Task list.
**A.** Could you rewrite the part of the RDNA 3 text that opens with the words "Linking MCDs to" and closes with "to sink in.", putting "the fanout link" wherever "IFFT" appears?
**B.** In the RDNA 3 text, which components are named as resident in the Compute Units?

Text.
<<<<
The GCD meanwhile, and just like Highlander there is only one, is home to familiar Compute Units (CUs) resident with shader cores, ray tracing cores, texture units, and the like.
Linking MCDs to the GCD with the requisite bandwidth is the real triumph for RDNA 3. AMD calls this special sauce Infinity Fabric Fanout Technology (IFFT), illustrated in the slide above. Going by AMD’s presentations, each wire is far, far smaller than its CPU counterpart. If we crunch the numbers, GPU-optimised IFFT is over 50x as dense and provides 10x higher bandwidth than Infinity Fabric On Package (IFOP) used for CPUs. Take a moment for that to sink in.
>>>>
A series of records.
<<<<
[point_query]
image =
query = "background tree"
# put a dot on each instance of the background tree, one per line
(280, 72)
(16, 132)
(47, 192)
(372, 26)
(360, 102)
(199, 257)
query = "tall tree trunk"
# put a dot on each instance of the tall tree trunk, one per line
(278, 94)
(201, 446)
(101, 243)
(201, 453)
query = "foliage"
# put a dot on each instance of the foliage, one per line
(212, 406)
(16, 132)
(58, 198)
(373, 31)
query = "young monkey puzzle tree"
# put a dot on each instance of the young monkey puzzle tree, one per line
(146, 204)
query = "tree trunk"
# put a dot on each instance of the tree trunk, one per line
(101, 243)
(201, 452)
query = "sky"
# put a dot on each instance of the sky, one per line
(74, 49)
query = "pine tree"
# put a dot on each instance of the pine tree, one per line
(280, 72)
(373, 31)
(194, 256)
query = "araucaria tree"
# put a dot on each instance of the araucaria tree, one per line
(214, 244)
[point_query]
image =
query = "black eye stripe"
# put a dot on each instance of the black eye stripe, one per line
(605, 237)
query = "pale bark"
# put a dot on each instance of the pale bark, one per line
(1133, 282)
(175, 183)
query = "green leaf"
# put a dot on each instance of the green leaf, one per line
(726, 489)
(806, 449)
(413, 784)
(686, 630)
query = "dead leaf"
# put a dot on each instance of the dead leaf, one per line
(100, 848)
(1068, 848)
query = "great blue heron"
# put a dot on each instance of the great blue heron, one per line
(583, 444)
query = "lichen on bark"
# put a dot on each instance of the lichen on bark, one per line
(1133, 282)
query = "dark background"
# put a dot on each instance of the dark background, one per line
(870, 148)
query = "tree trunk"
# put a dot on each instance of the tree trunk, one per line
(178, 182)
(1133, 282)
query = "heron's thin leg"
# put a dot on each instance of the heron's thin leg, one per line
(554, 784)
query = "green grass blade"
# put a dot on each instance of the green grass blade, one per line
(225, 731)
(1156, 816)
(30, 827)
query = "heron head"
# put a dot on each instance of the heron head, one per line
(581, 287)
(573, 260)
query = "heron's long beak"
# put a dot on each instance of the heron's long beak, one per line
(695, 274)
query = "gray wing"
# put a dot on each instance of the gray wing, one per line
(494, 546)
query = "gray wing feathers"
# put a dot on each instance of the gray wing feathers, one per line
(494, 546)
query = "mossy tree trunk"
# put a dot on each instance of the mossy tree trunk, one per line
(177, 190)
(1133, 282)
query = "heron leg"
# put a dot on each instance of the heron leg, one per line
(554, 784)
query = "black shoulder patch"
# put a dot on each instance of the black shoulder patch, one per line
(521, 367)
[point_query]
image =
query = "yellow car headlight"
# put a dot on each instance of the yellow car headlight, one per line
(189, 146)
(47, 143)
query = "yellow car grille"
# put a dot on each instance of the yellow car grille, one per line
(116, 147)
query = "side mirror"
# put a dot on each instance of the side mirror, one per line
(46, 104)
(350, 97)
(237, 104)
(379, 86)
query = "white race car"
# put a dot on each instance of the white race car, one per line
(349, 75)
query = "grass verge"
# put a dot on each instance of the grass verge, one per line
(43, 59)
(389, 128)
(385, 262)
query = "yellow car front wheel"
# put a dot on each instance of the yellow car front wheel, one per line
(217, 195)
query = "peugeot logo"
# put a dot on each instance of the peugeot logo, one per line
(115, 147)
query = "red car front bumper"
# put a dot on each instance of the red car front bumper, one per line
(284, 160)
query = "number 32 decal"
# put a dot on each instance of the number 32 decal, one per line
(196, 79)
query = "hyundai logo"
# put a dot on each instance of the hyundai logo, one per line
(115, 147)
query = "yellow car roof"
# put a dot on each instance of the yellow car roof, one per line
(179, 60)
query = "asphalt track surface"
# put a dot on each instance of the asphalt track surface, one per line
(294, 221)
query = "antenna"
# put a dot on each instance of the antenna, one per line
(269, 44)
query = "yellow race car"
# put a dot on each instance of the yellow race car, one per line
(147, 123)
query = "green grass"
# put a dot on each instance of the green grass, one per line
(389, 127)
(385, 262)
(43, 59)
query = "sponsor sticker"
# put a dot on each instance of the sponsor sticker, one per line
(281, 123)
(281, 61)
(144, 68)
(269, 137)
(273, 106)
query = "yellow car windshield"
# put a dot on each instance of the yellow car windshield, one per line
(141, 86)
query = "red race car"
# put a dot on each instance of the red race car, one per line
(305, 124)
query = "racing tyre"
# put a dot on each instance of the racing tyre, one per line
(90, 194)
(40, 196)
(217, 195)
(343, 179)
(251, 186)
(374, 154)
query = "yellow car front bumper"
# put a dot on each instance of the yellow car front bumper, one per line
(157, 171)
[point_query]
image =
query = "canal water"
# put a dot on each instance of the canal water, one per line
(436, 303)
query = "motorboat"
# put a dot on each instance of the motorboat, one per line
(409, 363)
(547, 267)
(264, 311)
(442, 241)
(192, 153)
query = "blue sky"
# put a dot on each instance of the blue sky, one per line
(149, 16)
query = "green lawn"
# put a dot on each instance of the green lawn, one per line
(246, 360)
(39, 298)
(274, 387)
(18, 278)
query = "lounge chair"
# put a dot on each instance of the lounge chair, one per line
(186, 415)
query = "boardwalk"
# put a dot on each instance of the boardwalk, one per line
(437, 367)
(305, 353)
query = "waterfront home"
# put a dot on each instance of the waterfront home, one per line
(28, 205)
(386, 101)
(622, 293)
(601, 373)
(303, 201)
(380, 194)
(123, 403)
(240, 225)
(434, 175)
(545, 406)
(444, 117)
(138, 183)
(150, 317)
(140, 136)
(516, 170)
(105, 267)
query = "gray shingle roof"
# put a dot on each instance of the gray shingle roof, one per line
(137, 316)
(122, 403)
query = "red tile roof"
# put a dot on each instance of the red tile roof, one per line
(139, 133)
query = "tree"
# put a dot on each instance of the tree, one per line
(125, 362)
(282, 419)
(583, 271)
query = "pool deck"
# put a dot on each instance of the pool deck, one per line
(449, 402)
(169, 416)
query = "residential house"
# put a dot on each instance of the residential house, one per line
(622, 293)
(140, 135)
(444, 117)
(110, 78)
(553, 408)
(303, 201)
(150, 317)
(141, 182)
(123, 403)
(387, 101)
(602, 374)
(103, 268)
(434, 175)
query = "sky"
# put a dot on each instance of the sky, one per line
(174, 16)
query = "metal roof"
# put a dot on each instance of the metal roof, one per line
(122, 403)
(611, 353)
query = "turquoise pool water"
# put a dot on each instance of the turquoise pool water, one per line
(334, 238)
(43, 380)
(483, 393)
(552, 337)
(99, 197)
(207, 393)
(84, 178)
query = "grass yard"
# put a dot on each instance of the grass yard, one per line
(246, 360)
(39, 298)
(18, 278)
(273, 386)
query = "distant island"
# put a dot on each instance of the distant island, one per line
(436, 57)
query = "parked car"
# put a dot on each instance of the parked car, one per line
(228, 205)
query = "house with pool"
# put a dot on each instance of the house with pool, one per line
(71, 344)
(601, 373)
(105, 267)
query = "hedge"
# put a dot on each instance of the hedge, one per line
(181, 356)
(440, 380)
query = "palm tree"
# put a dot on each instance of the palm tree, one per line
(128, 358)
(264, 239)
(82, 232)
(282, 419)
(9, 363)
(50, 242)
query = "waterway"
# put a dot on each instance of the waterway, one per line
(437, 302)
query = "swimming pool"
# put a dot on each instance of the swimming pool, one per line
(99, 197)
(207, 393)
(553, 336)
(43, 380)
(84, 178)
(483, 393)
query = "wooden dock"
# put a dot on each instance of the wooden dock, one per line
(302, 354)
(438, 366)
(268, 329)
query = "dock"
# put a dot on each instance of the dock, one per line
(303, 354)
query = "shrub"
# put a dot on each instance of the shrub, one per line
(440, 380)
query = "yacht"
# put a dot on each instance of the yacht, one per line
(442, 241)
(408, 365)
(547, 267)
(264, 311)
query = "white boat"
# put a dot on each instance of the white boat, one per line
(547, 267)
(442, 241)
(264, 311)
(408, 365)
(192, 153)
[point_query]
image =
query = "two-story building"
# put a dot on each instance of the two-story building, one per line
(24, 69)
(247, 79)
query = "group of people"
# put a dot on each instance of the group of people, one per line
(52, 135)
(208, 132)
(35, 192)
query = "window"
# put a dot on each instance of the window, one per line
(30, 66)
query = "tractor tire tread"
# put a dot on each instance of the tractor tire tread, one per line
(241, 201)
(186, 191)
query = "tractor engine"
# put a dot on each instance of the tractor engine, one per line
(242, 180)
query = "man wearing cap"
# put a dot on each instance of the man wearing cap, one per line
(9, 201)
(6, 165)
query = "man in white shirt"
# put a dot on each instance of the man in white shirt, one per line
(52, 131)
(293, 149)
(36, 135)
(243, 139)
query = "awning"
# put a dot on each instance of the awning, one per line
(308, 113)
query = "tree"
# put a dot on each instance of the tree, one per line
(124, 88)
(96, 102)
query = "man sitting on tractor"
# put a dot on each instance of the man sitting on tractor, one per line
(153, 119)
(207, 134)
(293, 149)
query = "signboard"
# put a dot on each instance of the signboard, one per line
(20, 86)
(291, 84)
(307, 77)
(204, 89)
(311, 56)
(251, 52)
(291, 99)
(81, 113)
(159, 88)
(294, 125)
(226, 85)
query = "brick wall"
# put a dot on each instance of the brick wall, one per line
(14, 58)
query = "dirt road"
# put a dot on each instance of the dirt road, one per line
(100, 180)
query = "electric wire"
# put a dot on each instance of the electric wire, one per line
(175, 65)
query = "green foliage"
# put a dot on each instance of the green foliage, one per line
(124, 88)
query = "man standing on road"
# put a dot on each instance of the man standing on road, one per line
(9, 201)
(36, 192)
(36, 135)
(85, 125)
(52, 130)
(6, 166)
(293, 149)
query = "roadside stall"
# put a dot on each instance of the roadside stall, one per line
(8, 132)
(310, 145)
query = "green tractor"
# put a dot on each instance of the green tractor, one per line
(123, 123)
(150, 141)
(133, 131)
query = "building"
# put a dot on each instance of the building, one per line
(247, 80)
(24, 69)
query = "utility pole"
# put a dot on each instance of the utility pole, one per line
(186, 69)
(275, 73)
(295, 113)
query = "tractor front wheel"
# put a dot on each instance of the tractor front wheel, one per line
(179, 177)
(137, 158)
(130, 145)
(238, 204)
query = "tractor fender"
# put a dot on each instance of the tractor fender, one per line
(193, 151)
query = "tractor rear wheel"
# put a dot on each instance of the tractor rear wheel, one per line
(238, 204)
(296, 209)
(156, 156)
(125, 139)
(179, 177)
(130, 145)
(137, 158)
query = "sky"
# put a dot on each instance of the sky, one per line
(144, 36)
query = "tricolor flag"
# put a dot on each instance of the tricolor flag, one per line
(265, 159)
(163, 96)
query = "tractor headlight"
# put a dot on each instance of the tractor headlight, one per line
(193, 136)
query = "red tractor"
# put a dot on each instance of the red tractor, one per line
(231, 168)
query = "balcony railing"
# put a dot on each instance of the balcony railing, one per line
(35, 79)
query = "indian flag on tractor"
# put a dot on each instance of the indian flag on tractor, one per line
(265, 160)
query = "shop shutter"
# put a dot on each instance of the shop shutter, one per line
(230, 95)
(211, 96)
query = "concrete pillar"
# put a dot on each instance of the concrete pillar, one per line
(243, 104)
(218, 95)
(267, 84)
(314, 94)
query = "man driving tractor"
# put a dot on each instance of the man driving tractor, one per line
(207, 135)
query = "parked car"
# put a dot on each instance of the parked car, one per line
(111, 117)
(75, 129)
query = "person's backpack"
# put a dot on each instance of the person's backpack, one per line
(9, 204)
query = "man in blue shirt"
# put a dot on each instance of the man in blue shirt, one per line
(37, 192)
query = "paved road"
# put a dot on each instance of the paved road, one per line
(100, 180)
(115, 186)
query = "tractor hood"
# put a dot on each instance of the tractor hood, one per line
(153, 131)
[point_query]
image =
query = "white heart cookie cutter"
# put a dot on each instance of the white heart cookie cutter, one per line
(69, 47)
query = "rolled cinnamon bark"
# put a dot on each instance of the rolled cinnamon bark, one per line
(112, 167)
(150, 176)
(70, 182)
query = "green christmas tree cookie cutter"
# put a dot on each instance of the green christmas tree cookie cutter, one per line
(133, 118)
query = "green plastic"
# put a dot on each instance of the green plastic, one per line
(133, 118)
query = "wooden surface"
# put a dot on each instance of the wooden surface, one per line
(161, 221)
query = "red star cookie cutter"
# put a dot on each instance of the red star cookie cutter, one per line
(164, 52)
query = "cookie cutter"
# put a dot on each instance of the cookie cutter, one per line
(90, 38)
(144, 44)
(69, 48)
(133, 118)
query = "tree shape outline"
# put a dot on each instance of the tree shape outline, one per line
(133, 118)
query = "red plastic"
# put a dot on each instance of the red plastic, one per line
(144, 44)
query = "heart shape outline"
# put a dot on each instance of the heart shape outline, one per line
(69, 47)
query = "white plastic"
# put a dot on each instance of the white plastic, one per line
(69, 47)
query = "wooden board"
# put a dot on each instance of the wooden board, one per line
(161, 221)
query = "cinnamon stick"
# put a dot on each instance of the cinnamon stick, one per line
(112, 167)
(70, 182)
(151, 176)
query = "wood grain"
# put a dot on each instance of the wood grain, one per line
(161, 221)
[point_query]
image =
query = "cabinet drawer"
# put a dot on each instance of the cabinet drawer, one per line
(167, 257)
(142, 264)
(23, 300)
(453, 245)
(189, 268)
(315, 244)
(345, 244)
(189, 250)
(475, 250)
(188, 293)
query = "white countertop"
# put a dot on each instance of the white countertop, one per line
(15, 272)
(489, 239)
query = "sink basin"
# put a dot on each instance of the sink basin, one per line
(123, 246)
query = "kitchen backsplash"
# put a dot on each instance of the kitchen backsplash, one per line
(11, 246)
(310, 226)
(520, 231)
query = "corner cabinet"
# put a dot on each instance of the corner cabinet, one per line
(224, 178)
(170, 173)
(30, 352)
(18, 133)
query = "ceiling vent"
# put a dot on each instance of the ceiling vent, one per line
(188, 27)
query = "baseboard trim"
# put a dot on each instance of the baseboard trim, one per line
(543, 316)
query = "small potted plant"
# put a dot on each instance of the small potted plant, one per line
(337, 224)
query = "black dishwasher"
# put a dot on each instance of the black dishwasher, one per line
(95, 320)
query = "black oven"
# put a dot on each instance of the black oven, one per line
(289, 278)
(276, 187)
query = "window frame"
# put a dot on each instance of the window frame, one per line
>>>>
Solved tasks.
**A.**
Linking MCDs to the GCD with the requisite bandwidth is the real triumph for RDNA 3. AMD calls this special sauce Infinity Fabric Fanout Technology (the fanout link), illustrated in the slide above. Going by AMD’s presentations, each wire is far, far smaller than its CPU counterpart. If we crunch the numbers, GPU-optimised the fanout link is over 50x as dense and provides 10x higher bandwidth than Infinity Fabric On Package (IFOP) used for CPUs. Take a moment for that to sink in.

**B.** Shader cores, ray tracing cores, and texture units.